[Excerpts of location labeling data]
* * *

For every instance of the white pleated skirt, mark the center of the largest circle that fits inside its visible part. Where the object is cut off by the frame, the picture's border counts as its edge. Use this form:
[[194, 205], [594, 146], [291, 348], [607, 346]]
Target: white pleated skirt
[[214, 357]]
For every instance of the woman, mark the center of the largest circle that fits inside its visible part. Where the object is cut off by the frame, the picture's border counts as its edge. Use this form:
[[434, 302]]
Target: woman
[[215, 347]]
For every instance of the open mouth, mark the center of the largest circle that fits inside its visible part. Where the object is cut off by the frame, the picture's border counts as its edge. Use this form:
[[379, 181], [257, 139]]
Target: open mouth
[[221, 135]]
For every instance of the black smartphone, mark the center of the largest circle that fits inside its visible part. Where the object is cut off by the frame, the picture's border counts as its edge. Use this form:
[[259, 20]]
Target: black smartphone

* * *

- _EXERCISE OBJECTIVE_
Rename "largest circle" to "biggest circle" throughout the items above and leave everything else unchanged.

- _SOLUTION FOR THIS TASK_
For every instance of the white pleated skirt, mark the center of the biggest circle that fits inside its visible part. Where the object is cut off by the frame, the picture's border counts as its edge. Use this form:
[[194, 205], [594, 146], [291, 348], [607, 346]]
Target: white pleated skirt
[[214, 357]]
For every instance of the woman, mark the center of the biggest circle that fits inside its visible part. Where the object is cut off by the frame, the picture's border counts as its edge. Use this form:
[[434, 302]]
Target: woman
[[215, 347]]
For every instance of the open mouth, mark the center of the biggest circle that fits inside its visible part. Where the object is cut off by the frame, the picture's border counts as its edge. Use this form:
[[379, 181], [257, 139]]
Target: open mouth
[[221, 135]]
For every instance of the black smartphone, mark the center of the biggest circle that fits inside its visible part. Where the object is cut off by the frame, the picture's border counts as its edge. Use this form:
[[259, 20]]
Target: black smartphone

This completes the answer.